▶ [ASSIGNED TASK]
Filter the entries down to the lines containing "seed", and copy those lines.

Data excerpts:

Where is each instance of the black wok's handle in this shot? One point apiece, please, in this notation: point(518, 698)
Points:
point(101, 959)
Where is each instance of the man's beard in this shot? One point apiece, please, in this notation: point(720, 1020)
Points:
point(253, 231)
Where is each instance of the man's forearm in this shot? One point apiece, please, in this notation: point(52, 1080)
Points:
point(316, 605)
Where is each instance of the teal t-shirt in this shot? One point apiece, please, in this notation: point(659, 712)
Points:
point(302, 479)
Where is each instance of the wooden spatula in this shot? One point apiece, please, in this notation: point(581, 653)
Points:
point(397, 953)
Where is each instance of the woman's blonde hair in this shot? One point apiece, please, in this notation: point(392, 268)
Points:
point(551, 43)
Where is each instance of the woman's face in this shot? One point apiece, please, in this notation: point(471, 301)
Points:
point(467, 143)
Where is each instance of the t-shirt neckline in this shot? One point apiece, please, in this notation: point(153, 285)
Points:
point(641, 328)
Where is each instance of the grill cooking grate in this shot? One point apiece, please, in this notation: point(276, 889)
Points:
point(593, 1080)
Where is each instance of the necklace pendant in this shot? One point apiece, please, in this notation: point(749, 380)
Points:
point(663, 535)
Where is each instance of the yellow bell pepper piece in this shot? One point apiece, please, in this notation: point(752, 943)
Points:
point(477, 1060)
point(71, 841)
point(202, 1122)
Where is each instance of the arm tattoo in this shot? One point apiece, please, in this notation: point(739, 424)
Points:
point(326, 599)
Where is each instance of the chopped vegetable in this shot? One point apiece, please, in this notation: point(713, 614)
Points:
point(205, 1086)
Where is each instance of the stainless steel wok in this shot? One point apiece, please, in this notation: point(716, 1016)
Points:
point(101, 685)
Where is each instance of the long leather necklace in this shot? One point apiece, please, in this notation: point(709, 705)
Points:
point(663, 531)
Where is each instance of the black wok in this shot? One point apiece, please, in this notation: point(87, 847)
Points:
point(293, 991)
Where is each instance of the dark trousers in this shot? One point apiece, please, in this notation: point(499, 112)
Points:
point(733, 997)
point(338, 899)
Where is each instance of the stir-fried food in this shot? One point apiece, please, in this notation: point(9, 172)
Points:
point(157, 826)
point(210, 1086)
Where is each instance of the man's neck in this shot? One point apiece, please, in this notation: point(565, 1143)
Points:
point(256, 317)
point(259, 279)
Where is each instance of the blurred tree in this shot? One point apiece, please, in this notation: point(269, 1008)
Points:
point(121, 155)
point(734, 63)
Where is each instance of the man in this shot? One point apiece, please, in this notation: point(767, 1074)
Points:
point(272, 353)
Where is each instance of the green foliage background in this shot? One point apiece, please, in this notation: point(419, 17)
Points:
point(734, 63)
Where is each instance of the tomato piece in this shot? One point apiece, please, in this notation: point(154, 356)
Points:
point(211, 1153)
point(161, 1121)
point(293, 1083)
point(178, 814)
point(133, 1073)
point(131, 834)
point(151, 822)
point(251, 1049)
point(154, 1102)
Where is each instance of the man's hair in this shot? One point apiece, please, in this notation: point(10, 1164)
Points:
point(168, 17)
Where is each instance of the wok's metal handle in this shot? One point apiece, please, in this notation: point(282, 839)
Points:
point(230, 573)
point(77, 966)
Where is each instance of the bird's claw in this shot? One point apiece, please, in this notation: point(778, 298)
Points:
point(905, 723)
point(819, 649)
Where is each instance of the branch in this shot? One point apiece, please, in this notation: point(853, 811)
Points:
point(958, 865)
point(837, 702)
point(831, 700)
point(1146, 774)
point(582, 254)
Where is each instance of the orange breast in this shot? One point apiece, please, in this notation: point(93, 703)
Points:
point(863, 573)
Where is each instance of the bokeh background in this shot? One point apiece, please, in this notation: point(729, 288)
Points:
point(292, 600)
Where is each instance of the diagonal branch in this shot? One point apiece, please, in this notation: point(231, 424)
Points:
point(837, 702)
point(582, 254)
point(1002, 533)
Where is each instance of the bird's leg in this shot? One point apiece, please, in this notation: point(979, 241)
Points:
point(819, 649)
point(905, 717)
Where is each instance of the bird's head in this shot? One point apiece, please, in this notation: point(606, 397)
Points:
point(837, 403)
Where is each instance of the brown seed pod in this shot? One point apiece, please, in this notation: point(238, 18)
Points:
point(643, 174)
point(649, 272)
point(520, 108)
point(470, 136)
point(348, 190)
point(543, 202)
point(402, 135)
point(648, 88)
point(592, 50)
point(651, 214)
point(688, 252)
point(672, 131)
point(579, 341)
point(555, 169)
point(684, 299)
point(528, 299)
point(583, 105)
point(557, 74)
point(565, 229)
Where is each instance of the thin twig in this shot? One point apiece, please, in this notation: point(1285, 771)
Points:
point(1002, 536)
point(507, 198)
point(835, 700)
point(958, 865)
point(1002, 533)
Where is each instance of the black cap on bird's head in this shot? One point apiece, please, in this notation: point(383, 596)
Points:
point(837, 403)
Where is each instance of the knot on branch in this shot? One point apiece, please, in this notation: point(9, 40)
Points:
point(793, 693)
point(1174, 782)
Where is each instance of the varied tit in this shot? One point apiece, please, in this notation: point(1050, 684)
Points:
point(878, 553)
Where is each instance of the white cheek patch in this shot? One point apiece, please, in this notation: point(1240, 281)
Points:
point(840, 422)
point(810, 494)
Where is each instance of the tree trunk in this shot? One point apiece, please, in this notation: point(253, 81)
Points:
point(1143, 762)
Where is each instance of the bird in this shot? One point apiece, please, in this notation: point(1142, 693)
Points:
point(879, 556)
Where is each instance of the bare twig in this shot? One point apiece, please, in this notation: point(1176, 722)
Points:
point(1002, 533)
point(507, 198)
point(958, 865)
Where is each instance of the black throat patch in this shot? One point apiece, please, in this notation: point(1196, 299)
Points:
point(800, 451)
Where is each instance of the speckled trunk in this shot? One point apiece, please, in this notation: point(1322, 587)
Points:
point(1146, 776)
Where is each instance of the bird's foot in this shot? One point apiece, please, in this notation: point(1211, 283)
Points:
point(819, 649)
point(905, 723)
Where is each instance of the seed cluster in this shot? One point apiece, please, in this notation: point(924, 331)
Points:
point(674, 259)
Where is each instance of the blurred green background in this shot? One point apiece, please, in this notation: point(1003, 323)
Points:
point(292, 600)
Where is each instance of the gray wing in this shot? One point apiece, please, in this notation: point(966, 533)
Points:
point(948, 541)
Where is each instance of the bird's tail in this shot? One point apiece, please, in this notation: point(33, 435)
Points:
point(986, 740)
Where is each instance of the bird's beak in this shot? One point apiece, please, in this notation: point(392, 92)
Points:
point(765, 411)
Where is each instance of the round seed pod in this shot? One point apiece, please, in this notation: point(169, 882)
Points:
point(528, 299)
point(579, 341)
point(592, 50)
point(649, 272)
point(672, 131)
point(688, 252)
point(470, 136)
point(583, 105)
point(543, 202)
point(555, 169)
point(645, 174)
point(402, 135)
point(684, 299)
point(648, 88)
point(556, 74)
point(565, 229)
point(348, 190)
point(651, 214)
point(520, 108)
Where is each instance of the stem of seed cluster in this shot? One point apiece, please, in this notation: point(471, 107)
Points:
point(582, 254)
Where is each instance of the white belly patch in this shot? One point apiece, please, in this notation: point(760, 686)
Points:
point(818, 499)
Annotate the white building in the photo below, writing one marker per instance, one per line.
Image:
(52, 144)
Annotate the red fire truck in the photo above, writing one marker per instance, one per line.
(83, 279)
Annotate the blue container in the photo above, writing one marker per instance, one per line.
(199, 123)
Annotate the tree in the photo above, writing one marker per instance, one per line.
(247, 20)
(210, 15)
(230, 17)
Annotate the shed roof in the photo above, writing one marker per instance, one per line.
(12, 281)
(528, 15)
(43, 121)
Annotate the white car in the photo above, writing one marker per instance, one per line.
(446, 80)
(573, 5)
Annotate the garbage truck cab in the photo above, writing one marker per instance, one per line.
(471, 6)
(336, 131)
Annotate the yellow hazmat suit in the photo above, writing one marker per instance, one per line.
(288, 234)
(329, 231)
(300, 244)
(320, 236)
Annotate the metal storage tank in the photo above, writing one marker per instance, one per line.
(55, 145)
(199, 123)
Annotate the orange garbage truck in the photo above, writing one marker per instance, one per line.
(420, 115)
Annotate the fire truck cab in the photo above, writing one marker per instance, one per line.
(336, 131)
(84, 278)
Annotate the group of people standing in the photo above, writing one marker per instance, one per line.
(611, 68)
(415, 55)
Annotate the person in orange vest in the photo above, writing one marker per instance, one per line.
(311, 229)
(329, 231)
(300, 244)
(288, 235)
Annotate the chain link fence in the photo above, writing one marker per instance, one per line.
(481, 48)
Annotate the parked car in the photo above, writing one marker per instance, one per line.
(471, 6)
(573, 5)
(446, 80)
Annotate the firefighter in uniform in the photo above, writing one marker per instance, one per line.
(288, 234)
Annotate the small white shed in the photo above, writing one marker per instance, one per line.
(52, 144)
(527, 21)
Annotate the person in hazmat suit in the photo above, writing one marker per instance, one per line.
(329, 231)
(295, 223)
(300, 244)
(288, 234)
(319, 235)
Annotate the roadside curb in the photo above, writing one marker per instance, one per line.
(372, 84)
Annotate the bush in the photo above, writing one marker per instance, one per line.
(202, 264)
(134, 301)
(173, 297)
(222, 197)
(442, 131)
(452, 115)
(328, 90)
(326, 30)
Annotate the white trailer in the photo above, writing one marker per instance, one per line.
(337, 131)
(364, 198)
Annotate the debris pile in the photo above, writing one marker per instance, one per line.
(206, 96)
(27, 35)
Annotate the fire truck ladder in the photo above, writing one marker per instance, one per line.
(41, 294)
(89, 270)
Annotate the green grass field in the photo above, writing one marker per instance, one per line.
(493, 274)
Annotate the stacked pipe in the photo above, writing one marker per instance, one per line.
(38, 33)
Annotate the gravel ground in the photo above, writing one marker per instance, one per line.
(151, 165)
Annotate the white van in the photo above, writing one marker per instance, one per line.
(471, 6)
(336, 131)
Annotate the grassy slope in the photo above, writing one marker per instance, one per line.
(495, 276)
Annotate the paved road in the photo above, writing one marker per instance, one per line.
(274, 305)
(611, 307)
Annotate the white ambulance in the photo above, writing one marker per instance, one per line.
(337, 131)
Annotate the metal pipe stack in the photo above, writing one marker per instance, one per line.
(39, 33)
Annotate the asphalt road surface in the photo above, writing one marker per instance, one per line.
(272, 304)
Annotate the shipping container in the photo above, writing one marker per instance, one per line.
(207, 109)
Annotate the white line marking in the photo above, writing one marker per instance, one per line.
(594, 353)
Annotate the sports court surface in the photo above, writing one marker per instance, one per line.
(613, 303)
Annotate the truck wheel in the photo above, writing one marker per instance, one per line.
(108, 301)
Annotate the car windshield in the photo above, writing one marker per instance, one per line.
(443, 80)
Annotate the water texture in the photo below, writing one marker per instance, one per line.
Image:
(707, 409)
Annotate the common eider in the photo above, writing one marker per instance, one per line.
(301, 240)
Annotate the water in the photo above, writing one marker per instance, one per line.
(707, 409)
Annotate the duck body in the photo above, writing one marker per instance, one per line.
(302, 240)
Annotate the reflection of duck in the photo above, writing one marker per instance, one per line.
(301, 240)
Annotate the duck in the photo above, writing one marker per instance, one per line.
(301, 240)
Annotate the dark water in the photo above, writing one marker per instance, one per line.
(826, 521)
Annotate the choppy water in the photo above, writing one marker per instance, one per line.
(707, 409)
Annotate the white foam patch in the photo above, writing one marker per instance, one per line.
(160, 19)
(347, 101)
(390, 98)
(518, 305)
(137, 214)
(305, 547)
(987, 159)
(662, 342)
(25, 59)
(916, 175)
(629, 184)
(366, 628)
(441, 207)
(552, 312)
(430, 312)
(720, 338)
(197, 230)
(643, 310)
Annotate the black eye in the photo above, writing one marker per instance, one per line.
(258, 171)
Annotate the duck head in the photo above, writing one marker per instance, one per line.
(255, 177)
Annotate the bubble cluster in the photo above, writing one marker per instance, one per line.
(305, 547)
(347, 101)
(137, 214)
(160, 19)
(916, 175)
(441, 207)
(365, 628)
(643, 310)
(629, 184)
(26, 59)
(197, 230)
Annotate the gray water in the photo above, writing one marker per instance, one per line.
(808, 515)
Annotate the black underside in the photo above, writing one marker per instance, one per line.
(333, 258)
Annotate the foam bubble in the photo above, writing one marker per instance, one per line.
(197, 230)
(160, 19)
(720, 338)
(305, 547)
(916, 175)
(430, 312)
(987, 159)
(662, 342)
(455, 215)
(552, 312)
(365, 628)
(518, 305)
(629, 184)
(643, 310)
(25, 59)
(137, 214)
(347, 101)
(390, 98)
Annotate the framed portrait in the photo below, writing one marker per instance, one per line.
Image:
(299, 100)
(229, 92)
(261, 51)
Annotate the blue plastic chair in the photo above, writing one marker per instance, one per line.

▶ [OUTPUT BELOW]
Where is each instance of the brown seed pod in this shot? One point apiece, please, in this notation: point(238, 18)
Where is each instance of the seed cluster in this shot? One point apiece, please, in this notation: point(924, 331)
Where is each instance of the round seed pod in this shot? One point apiece, please, in this notation: point(169, 882)
Where is each instance of the stem of seed cluster in this shot? One point apiece, please, in this notation: point(471, 107)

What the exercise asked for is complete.